Die Behindertensession findet im Nationalratssaal im Bundeshaus in Bern statt und wurde vom Verein Pro Infirmis ins Leben gerufen. Ziel der Behindertensession ist es, die politische Teilhabe für Menschen mit Behinderungen zu stärken – im National- oder Ständerat, aber auch in Parlamenten auf Kantons- oder Gemeindeebene bilden sie eine deutliche Minderheit.

Schweiz ist nicht genug behindertenfreundlich

Die Session soll sichtbar machen, dass es durchaus Menschen mit Behinderungen gibt, die kompetent und gewillt sind, ein politisches Amt wahrzunehmen. Einige der 44 Teilnehmenden haben bereits entsprechende Erfahrung in verschiedenen Exekutiven und Legislativen: Als Nationalrat, als Gemeinderätin oder als Regierungsrat eines Kantons.

> _Die Datensätze_
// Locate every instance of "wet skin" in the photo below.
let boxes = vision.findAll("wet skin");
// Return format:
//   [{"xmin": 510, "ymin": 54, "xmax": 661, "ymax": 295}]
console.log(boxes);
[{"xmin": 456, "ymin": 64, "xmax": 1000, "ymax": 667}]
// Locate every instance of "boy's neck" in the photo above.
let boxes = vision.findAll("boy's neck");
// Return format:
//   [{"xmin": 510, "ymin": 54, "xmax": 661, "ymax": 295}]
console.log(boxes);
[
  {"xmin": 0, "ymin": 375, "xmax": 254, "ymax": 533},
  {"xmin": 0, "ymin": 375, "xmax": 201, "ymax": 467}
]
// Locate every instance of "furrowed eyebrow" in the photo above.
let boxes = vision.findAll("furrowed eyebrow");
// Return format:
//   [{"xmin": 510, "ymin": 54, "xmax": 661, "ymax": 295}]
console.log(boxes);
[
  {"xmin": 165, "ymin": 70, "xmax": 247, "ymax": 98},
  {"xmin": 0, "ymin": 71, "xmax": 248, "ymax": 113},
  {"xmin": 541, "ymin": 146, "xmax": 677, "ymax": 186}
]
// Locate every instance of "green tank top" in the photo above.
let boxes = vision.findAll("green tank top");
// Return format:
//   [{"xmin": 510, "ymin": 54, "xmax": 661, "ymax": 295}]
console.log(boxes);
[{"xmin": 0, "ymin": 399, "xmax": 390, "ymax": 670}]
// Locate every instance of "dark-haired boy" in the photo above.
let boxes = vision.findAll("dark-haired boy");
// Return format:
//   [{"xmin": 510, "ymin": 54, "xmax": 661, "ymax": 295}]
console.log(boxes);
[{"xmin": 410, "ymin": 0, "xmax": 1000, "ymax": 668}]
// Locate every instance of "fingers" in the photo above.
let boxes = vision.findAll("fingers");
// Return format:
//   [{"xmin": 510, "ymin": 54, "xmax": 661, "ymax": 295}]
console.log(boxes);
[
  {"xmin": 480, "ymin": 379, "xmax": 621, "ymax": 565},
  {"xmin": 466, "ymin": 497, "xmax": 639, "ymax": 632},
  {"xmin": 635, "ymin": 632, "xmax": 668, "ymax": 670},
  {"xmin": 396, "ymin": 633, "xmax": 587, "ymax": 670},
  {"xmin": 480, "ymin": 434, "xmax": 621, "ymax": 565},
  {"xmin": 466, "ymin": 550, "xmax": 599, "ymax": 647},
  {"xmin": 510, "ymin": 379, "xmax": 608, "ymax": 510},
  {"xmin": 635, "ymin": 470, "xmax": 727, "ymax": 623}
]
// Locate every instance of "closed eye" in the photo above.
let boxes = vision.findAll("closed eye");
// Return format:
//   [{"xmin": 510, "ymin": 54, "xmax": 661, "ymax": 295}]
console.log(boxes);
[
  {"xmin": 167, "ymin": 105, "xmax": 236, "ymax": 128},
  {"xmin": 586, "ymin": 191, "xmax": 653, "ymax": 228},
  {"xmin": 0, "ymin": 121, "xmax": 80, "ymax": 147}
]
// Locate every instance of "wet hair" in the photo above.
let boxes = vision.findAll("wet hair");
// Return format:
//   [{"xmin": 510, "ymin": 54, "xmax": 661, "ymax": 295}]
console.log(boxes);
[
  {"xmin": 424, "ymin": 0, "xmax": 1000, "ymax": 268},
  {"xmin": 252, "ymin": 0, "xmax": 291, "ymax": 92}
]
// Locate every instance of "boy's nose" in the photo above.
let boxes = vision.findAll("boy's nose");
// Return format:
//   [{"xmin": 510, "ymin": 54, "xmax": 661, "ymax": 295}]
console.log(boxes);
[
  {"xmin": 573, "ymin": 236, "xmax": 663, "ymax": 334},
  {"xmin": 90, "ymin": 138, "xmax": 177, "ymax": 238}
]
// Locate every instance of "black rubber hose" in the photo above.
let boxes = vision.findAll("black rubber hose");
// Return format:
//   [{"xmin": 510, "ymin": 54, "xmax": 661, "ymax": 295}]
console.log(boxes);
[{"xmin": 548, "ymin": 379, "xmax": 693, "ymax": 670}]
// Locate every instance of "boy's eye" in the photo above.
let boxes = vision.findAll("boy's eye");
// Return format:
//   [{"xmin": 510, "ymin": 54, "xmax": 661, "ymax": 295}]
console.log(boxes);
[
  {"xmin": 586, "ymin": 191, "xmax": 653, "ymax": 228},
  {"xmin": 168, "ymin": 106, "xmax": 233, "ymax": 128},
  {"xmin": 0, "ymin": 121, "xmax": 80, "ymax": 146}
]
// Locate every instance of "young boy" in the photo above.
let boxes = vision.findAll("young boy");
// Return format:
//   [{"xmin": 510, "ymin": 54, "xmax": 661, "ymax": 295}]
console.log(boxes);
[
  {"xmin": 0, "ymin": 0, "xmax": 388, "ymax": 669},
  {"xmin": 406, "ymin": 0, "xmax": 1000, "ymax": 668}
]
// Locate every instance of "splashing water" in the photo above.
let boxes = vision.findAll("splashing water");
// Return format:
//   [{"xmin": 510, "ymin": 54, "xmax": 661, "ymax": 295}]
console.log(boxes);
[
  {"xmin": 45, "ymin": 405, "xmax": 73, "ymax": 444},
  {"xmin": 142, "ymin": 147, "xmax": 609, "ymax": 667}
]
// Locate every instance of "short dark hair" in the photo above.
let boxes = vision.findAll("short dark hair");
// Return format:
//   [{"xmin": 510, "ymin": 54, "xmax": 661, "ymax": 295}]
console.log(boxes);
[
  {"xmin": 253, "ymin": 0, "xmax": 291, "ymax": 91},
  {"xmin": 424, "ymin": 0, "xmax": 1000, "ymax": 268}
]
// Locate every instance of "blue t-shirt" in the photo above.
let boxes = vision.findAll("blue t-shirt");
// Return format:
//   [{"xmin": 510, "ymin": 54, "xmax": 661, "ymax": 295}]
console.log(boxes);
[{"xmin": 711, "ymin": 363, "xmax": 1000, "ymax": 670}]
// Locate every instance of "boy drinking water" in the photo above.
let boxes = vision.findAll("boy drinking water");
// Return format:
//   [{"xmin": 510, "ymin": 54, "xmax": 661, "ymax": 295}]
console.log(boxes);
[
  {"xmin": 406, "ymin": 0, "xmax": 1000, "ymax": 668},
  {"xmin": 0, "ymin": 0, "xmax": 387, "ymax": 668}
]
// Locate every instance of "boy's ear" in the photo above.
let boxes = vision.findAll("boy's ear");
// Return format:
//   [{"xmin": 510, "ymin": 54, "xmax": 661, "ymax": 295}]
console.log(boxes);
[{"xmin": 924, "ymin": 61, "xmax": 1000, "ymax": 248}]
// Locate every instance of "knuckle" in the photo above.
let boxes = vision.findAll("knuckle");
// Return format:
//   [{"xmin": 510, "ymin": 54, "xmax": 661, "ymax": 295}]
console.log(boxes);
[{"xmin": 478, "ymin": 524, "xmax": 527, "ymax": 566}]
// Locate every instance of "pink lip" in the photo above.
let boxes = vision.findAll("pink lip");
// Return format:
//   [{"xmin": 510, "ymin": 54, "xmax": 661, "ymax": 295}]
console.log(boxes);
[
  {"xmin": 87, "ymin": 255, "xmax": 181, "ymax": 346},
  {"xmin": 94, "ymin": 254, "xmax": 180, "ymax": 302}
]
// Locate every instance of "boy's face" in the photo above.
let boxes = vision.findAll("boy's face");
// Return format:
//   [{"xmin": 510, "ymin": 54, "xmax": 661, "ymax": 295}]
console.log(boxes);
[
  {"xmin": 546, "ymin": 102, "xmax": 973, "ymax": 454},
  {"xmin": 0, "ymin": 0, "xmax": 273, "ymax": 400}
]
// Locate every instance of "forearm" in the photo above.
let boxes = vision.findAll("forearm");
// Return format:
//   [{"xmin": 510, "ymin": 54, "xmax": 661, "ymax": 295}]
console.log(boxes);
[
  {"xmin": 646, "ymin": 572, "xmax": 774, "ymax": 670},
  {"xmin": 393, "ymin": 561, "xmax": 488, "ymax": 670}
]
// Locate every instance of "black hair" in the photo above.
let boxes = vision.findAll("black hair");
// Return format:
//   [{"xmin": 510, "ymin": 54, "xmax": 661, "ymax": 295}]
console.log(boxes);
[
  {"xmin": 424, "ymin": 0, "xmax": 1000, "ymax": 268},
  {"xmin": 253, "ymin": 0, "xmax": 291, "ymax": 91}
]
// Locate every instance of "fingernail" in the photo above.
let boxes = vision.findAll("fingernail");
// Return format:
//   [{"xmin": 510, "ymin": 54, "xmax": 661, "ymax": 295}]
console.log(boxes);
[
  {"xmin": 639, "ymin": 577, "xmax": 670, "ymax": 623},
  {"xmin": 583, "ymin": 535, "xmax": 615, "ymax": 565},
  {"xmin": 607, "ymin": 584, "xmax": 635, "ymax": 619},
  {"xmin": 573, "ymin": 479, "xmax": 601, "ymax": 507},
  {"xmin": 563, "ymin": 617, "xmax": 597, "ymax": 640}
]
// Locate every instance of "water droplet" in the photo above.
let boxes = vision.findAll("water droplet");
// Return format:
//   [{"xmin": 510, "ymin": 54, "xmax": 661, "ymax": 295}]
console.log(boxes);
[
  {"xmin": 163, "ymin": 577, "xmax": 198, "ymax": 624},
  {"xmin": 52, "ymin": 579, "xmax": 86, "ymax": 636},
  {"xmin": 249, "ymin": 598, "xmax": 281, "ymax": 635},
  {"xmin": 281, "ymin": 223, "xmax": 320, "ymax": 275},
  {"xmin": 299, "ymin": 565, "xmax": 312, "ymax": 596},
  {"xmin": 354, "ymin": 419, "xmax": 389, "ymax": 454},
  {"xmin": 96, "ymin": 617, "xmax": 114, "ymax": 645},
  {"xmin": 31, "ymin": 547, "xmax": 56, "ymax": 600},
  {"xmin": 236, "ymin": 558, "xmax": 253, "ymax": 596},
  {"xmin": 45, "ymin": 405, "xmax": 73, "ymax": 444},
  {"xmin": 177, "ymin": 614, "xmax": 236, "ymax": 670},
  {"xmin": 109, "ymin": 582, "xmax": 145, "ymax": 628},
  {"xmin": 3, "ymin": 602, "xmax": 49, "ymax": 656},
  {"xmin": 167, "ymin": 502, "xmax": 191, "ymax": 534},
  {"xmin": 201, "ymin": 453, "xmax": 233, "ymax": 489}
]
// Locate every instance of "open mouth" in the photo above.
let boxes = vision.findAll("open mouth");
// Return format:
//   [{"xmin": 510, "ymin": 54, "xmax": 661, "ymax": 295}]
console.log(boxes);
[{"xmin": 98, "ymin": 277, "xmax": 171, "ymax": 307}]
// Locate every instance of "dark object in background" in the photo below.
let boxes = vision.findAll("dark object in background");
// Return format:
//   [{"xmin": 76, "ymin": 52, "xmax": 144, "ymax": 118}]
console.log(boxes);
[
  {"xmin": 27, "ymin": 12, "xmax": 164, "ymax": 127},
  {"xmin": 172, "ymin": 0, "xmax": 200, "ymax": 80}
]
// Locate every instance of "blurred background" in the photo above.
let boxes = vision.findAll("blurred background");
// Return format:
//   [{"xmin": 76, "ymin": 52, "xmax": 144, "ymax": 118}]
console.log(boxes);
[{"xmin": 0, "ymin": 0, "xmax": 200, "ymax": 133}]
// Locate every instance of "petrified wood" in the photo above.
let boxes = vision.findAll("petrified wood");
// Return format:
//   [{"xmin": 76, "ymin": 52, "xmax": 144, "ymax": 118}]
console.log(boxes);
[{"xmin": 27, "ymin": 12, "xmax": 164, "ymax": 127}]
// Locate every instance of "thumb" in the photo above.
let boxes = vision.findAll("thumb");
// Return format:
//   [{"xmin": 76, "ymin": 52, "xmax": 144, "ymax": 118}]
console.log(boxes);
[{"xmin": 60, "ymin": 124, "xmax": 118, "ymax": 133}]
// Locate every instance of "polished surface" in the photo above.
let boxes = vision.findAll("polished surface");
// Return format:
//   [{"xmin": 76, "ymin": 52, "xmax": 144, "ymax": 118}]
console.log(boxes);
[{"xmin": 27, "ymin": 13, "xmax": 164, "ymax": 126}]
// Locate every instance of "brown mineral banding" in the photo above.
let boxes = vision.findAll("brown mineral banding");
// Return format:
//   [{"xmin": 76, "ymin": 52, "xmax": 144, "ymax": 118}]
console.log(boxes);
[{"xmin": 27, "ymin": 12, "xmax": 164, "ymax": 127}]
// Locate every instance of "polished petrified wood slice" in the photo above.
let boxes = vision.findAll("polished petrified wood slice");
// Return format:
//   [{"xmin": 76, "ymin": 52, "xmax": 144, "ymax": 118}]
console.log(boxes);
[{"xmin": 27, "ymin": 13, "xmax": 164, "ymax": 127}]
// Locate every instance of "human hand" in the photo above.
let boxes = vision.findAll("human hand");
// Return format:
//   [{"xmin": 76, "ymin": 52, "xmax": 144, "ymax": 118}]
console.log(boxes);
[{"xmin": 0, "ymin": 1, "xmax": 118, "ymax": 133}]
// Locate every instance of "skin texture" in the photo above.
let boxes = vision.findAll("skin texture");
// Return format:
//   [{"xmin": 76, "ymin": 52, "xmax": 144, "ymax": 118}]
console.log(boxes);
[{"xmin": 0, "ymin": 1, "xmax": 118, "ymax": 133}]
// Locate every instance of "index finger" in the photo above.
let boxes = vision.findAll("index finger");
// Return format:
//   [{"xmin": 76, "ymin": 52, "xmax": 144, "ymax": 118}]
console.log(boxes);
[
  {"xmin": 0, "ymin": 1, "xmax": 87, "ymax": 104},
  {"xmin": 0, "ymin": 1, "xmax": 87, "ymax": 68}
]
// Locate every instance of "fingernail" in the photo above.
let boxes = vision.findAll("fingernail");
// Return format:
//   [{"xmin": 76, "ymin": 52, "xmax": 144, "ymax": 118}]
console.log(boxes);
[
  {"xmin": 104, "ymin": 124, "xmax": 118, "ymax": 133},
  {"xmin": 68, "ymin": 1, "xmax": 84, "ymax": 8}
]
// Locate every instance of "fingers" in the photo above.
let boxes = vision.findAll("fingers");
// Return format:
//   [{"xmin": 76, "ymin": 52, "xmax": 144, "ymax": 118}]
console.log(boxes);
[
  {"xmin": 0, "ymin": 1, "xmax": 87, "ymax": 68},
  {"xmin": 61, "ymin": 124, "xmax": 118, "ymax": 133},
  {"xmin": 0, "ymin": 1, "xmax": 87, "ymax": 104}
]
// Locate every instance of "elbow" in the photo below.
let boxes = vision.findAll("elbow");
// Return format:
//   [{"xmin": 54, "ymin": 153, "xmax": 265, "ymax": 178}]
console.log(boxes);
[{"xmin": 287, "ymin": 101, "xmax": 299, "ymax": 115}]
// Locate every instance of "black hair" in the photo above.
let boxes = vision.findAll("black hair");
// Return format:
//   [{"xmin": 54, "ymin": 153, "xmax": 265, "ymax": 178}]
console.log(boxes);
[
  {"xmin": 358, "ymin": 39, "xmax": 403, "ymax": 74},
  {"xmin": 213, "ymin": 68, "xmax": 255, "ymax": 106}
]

> _Aufgaben_
[a] Nennen Sie alle Ämter, in denen laut dem Textauszug über die Behindertensession einige der Teilnehmenden bereits Erfahrung haben.
[b] Ermitteln Sie, in wie vielen Zeilen der Datensätze die Zeichenfolge "hand" vorkommt, und geben Sie nur die Zahl an.

> _Lösungen_
[a]
- Nationalrat
- Gemeinderätin
- Regierungsrat eines Kantons

[b] 2